(Record excerpts)
"""
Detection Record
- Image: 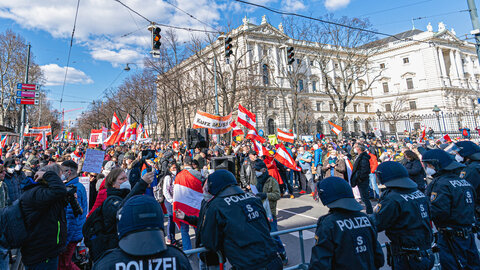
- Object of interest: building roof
[362,29,423,47]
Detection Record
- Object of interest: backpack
[1,199,28,249]
[82,196,123,261]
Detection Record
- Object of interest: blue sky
[0,0,478,120]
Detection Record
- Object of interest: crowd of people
[0,130,480,269]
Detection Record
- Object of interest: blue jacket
[65,177,88,243]
[313,148,322,167]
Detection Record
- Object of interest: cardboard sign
[82,149,105,173]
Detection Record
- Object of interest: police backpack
[0,199,28,249]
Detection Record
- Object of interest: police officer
[373,161,434,270]
[422,149,480,269]
[309,177,384,270]
[198,170,283,270]
[93,195,192,270]
[455,141,480,218]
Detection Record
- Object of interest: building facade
[157,16,480,137]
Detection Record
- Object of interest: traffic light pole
[20,44,32,147]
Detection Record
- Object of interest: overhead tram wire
[60,0,80,109]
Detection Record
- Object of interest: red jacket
[87,179,107,218]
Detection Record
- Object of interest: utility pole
[20,44,32,147]
[467,0,480,61]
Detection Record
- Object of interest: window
[409,100,417,110]
[385,103,392,112]
[298,80,303,91]
[268,98,275,108]
[407,78,413,89]
[382,82,389,93]
[263,64,269,85]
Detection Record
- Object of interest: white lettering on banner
[400,190,425,202]
[448,180,472,187]
[223,193,255,205]
[115,257,177,270]
[337,217,372,232]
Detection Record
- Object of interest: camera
[66,185,83,217]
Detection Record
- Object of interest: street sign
[16,98,38,105]
[17,83,39,91]
[17,91,40,98]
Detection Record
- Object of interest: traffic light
[225,37,233,58]
[152,27,162,50]
[287,47,295,65]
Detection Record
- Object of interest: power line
[60,0,80,109]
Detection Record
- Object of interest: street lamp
[432,105,443,137]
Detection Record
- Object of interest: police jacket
[20,172,67,265]
[199,186,277,270]
[308,209,384,270]
[427,171,475,228]
[93,246,192,270]
[374,188,432,250]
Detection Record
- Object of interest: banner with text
[193,111,232,134]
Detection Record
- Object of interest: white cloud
[40,64,93,86]
[282,0,305,12]
[325,0,350,10]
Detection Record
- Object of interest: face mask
[120,181,132,190]
[425,167,437,176]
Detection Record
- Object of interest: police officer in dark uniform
[309,177,385,270]
[198,170,283,270]
[455,141,480,217]
[93,195,192,270]
[373,161,434,270]
[422,149,480,270]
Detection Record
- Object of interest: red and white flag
[230,121,243,137]
[245,129,267,143]
[440,134,452,143]
[328,121,342,136]
[238,104,257,131]
[112,112,120,130]
[277,128,294,143]
[274,144,302,172]
[253,140,270,157]
[173,170,203,227]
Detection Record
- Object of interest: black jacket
[93,246,192,270]
[308,209,384,270]
[351,151,370,187]
[199,186,277,270]
[374,188,432,250]
[20,172,67,265]
[404,159,427,192]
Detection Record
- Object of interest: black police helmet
[375,161,417,188]
[422,149,465,171]
[456,141,480,160]
[317,176,363,211]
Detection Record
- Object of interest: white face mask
[120,180,132,190]
[425,167,437,176]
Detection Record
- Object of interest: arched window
[263,64,269,85]
[268,118,275,134]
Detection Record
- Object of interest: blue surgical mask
[120,181,132,190]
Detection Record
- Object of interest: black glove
[255,192,267,201]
"""
(Work required)
Please reproduce all the records above with "Target label" substituted for each "Object of interest", keeping everything else the same. Leave the pictures out of your answer.

(Worked solution)
Detection Record
- Image: 
- Target label: building roof
[362,29,423,47]
Detection Record
- Target label: backpack
[1,199,28,249]
[82,196,123,261]
Detection Record
- Target label: blue sky
[0,0,478,120]
Detection Record
- Target label: crowd of people
[0,130,480,269]
Detection Record
- Target label: blue jacket
[65,177,88,243]
[313,148,322,167]
Detection Record
- Target label: cardboard sign
[82,149,105,173]
Detection Record
- Target label: police backpack
[0,199,28,249]
Detection Record
- Target label: police officer
[373,161,434,270]
[422,149,480,269]
[309,177,384,270]
[198,170,283,270]
[93,195,192,270]
[455,141,480,218]
Detection Record
- Target label: building facade
[157,16,480,137]
Detection Record
- Target label: traffic light pole
[20,44,32,147]
Detection Record
- Target label: overhead tram wire
[60,0,80,109]
Detection Record
- Target label: red jacket
[87,179,107,218]
Detection Record
- Target label: utility pole
[20,44,32,147]
[467,0,480,61]
Detection Record
- Target label: window
[409,100,417,110]
[385,103,392,112]
[298,80,303,91]
[268,98,275,108]
[407,78,413,89]
[382,82,389,93]
[263,64,269,85]
Detection Record
- Target label: white lettering on banner
[400,190,425,202]
[448,180,472,187]
[223,193,255,205]
[115,257,177,270]
[337,217,372,232]
Detection Record
- Target label: camera
[66,185,83,217]
Detection Record
- Target label: street sign
[16,98,38,105]
[17,83,39,91]
[17,91,40,98]
Detection Record
- Target label: traffic light
[225,37,233,58]
[152,27,162,50]
[287,47,295,65]
Detection Record
- Target label: power line
[60,0,80,109]
Detection Record
- Target label: street lamp
[432,105,443,137]
Detection Record
- Target label: police jacket
[20,172,67,265]
[199,186,277,270]
[308,209,384,270]
[427,171,475,228]
[93,246,192,270]
[374,188,432,250]
Detection Record
- Target label: banner with text
[193,111,232,134]
Detection Record
- Target label: white cloud
[40,64,93,86]
[282,0,305,12]
[325,0,350,10]
Detection Record
- Target label: face mask
[120,181,132,190]
[425,167,437,176]
Detection Record
- Target label: police officer in dark uniform
[309,177,385,270]
[198,170,283,270]
[455,141,480,217]
[93,195,192,270]
[373,161,434,270]
[422,149,480,270]
Detection Record
- Target label: red and white flag
[230,121,243,137]
[245,129,267,143]
[440,134,452,143]
[328,121,342,136]
[238,104,257,131]
[112,112,120,130]
[277,128,294,143]
[274,144,302,172]
[253,140,270,157]
[173,170,203,227]
Detection Record
- Target label: black jacket
[93,246,192,270]
[308,209,384,270]
[351,151,370,187]
[199,186,277,270]
[374,188,432,250]
[20,172,67,265]
[404,159,427,192]
Detection Record
- Target label: black police helmet
[375,161,417,188]
[422,149,465,171]
[456,141,480,160]
[317,176,363,211]
Detection Record
- Target label: white face mask
[120,180,132,190]
[425,167,437,176]
Detection Record
- Target label: arched window
[263,64,269,85]
[268,118,275,134]
Detection Record
- Target label: blue surgical mask
[120,181,132,190]
Detection Record
- Target label: black glove
[255,192,267,201]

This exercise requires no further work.